PROBLEM REQUIREMENTS |
Only lines with the string "help" matter here; gather them from the material below.

TASK INPUTS |
%%
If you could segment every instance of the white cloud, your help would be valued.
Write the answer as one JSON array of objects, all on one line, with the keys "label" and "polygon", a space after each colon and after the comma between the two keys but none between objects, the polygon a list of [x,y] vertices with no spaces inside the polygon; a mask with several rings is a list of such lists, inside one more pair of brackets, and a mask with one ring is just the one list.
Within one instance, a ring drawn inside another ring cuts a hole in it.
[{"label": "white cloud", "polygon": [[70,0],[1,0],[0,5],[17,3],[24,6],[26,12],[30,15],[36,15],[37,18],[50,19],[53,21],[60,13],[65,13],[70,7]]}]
%%
%%
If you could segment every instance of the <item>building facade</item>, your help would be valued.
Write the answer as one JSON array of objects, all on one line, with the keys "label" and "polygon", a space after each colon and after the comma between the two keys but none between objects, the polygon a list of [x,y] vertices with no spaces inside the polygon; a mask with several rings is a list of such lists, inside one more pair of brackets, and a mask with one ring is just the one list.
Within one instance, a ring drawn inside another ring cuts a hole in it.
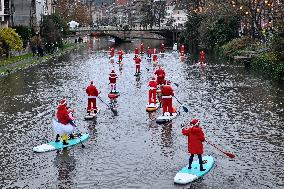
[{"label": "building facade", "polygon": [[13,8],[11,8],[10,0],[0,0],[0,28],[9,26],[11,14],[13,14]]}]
%%
TASK SOLUTION |
If you could segment every instance of the white cloud, your help would be valued.
If you could segment every instance of the <item>building facade</item>, your help would be valued.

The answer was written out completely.